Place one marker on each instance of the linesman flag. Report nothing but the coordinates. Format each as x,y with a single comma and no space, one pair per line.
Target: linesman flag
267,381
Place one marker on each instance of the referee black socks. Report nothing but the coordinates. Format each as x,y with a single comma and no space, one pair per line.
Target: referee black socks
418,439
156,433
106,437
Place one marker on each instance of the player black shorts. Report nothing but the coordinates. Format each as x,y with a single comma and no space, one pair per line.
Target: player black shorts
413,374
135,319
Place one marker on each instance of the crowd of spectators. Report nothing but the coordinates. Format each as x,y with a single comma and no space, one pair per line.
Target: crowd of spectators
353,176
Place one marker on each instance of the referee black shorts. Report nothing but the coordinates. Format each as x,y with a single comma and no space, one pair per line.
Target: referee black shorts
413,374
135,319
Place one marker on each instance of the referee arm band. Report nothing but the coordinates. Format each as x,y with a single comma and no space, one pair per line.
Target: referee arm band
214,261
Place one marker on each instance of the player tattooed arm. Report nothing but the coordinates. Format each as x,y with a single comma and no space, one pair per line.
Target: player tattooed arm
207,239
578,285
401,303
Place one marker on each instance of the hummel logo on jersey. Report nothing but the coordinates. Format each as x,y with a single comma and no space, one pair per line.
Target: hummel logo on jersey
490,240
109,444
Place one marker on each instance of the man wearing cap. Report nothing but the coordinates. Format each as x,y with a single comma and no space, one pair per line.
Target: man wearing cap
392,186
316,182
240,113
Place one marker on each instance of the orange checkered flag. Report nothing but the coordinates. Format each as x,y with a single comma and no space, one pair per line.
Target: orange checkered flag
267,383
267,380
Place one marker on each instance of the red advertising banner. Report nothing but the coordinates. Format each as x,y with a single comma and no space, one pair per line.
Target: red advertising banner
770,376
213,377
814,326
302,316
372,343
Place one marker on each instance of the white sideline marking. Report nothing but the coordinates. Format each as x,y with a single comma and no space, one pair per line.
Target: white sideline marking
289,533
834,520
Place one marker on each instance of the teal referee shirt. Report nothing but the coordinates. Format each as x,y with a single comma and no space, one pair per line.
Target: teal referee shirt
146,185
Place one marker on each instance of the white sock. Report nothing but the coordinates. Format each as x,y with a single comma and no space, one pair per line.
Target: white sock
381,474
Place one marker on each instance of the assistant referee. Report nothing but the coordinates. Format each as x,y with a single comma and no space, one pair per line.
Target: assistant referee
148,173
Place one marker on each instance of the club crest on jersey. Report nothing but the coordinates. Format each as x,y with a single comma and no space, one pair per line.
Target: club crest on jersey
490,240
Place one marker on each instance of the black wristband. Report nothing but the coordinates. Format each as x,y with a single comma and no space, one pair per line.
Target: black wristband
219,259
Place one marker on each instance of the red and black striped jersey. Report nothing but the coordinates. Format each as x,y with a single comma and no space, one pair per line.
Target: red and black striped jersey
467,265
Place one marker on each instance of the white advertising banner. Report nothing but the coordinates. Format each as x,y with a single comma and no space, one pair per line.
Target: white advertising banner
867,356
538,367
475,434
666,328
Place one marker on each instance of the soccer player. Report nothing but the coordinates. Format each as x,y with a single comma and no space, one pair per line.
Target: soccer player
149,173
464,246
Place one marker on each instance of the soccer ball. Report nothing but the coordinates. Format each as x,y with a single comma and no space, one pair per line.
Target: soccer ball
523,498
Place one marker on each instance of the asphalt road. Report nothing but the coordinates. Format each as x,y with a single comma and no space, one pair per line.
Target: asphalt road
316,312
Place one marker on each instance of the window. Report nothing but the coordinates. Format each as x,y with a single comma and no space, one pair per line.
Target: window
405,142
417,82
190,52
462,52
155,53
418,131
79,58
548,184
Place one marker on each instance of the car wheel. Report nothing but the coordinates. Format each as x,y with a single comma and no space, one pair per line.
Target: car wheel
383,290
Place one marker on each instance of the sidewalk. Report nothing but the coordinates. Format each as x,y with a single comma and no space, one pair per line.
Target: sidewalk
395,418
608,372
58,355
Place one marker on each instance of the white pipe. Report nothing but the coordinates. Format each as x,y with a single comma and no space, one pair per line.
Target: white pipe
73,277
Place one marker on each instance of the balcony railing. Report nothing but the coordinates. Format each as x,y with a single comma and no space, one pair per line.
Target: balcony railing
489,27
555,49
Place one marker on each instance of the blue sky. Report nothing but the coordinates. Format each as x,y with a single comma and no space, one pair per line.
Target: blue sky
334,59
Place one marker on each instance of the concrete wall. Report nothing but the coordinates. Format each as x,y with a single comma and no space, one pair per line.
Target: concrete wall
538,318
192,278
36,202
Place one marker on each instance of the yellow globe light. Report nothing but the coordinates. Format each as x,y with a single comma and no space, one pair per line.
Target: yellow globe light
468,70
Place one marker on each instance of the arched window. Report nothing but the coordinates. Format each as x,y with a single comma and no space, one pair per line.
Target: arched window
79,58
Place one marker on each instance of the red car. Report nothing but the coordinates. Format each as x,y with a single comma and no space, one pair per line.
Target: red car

+ + + + + + +

* Work to complete:
Repeat every line of the data, exactly and in full.

* Answer for the task:
Place one marker on each instance of the linesman flag. Report nothing but the coordinates. Format each as x,y with a single comma and no space, one pair per line.
Target: linesman flag
267,381
Place one marker on each instance of the referee black socks. Report nothing but the coordinates. Format each as x,y with a single comma and no space, one pair per line.
Target: referee black socks
418,439
156,433
106,437
Place one marker on each instance of the player black shorts. Report nothing but the coordinates. Format each as x,y with a single comma and no space, one pair per line.
Target: player black shorts
413,374
135,319
Place one marker on each instance of the crowd of spectators. Report nothing but the coordinates. Format each as x,y with a single comma and no space, one pair per line.
Target: crowd of spectators
353,176
Place one marker on each instance of the referee black shorts. Report nothing but the coordinates. Format each as x,y with a single comma and no space, one pair per line.
Target: referee black shorts
413,374
135,319
Place one marker on each instance of the referee arm band. Report nothing but the coordinates. Format each as x,y with a single comma and no space, one pair per line.
Target: referee arm band
214,261
Place one marker on each instance of the player tattooed arm. Report nothing but the coordinates. Format each as x,y with a single comma and no space, one pair per line.
Target: player tattooed arm
207,239
578,285
401,303
Place one marker on each instance of the hummel logo on jersey. Report nothing but the coordinates. Format each as x,y with a single comma and no space, one pair per line.
Target: hummel logo on jersey
490,240
109,444
Place one marker on each instance of the man wearing cap. Report nothing but the coordinates. Format each as x,y with a single comma and no space, one pair per line.
Target: man wearing cap
392,186
316,182
240,113
Place one marker on each instance of the orange checkered flag. Report nothing but the coordinates. Format each as x,y with a single comma and no space, one pair per line.
Target: orange checkered flag
267,383
267,380
Place one marker on each instance of the red advertising banner. Report nothing but the coordinates. Format each as x,y with a single comma and no space, one pair per line.
Target: red advertising banner
770,376
213,377
814,326
302,316
372,343
Place one marker on each instance of the white sideline marking. Report nothing but the coordinates. Format each as x,y with a single comma and no space, one pair per line.
Target: white sideline marking
289,533
834,520
Place one marker on each instance of the teal referee shirt. Report nothing but the coordinates. Format each as x,y with a single comma and no space, one pair per line.
Target: teal referee shirt
146,185
Place one marker on each instance of the white sock. Report nothing but the coordinates. Format each as x,y with a single comma and no space, one pair per line.
Target: white sock
381,474
Place one marker on each instance of the assistant referee. Report nothing but the coordinates. Format each as x,y with a single comma and no space, one pair per line.
Target: assistant referee
148,173
Place one marker on each instance of the club crest on jersey. Report nothing but the coordinates. Format each as x,y with a single comma and no space, one pair per line.
Target: club crest on jersey
490,240
Place one marker on each instance of the black wristband. Report nothing but the coordinates. Format each as x,y with a single comma and no space, one pair per line.
Target: black wristband
219,259
Place one marker on each instance of the red and black striped jersey. Report nothing but the coordinates. Format each as x,y with a single comma and no space, one pair per line.
Target: red and black striped jersey
467,265
Place one marker on each instance of the white advertising banner. Report nothing but the coordinates. Format each as x,y with a single comma and no space, one pair per line.
Target: white advertising banner
867,356
538,367
475,434
666,328
Place one marker on each instance of the soccer player. Report nothing but the coordinates. Format each as x,y with a single comma and no space, one pair per line.
Target: soccer player
149,173
464,246
Place one marker on each instance of the soccer ball. Report nothing but the coordinates. Format each as x,y with a single comma and no space, one pair per line.
Target: soccer ball
523,498
Place one marker on each instance of the asphalt road. Report nothing but the coordinates. Format each as x,y with a single comma and no space, one pair per line.
Target: asphalt road
316,312
Place one marker on each instance of the window. Report nothing but the coordinates. Format each as x,y with a single comma and no space, one pair per line.
Target: window
405,142
417,82
190,52
462,52
155,53
418,131
79,58
548,184
Place one marker on each instance of the car wheel. Report nothing but the coordinates. Format each as x,y with a single comma and no space, one pair per line.
Target: car wheel
383,290
Place one marker on each instance of the sidewalk. Report nothing but the coordinates. Format each as x,y with a single comma and no space, one pair per line.
Target: sidewalk
395,418
608,372
58,355
Place one marker on each instance of the white pipe. Report nothing but the coordinates. Format each as x,y with a single comma and no space, one pair per line.
Target: white pipe
73,277
Place one marker on each instance of the balcony railing. Report nothing but the coordinates. Format each as x,y with a single comma and no space, one pair per line.
Target: balcony railing
489,27
555,49
Place one marker on each instance of the blue sky. Report nothing but the coordinates. Format each as x,y with a single comma and no space, one pair per line.
Target: blue sky
334,59
Place one marker on each instance of the concrete wall. Report nothing but the coordinates. Format each as x,y with a single comma and no space, one pair per line.
Target: concrete wall
538,318
192,278
36,202
Place one marker on each instance of the yellow globe light. Report nothing but the coordinates. Format each as x,y with a single comma and no space, one pair per line.
Target: yellow globe light
468,70
Place one marker on each instance of the arched window. Report nothing but the coordinates. Format each as x,y with a single comma and no space, one pair per line.
Target: arched window
79,58
Place one marker on each instance of the red car. Report nothing but the coordinates. Format each as x,y with a single comma and no space, one pair per line.
Target: red car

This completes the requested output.